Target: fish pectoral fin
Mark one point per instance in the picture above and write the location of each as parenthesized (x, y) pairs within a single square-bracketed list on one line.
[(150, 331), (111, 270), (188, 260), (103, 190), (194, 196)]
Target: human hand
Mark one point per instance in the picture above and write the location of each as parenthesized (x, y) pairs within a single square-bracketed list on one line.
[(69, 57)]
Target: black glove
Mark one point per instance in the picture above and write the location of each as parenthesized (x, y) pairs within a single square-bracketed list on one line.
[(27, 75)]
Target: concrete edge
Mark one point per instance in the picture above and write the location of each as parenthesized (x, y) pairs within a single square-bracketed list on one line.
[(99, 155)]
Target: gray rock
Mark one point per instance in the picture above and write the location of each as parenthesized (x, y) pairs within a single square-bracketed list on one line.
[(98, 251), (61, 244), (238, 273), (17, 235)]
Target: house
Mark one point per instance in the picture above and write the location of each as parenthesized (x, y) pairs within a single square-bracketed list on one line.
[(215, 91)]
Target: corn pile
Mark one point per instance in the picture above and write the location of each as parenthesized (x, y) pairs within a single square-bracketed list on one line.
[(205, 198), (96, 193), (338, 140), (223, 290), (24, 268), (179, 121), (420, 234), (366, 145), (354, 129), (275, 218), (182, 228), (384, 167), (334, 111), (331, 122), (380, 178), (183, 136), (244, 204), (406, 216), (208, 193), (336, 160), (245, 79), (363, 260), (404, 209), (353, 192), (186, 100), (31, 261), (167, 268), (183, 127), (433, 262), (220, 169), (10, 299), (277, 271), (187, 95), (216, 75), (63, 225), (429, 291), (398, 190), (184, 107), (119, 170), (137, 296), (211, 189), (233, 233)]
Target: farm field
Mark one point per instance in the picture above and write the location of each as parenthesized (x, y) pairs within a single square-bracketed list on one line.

════

Please write out the listing above again, keeping every line identical to the original.

Target: fish pectoral fin
Mark one point per instance in the picture above and write the location of each as parenthesized (x, y) pairs within a single square-bracketed list on one line.
[(150, 331), (111, 270), (188, 260), (103, 190), (194, 196)]
Target: human hand
Mark one point per instance in the picture above and write the location of each as parenthesized (x, y) pairs within a single square-bracketed list on one line.
[(69, 57)]
Target: black glove
Mark one point per instance in the picture above and write the location of each as parenthesized (x, y) pairs within a single square-bracketed list on one line.
[(27, 75)]
Target: concrete edge
Mark one point per instance in the picture above and write the location of each as parenthesized (x, y) pairs within a single square-bracketed list on one line.
[(99, 155)]
Target: gray rock
Mark one point per instance in the picture above and write the location of each as parenthesized (x, y) pairs within a single square-bracketed list on one line.
[(98, 251), (61, 244), (238, 273), (17, 235)]
Target: house
Mark one point per instance in the picture above and write the location of each as parenthesized (x, y) pairs within a single square-bracketed list on one line.
[(215, 91)]
Target: corn pile
Mark one point per instance in the picture above and write the location of each as parenthesized (x, y) pairs within a single square-bracketed list on one line.
[(205, 198), (96, 193), (338, 140), (223, 290), (24, 268), (179, 121), (420, 234), (366, 145), (354, 129), (275, 218), (182, 228), (384, 167), (334, 111), (331, 122), (380, 178), (183, 136), (244, 204), (406, 216), (208, 193), (336, 160), (245, 79), (363, 260), (404, 209), (353, 192), (186, 100), (31, 261), (167, 268), (183, 127), (433, 262), (220, 169), (10, 299), (277, 271), (187, 95), (216, 75), (63, 225), (429, 291), (398, 190), (184, 107), (119, 170), (137, 296), (211, 189), (233, 233)]
Target: farm field
Mark one point per instance in the picture above and write the location of each as parenthesized (x, y) pairs within a single square-bracketed list on one line.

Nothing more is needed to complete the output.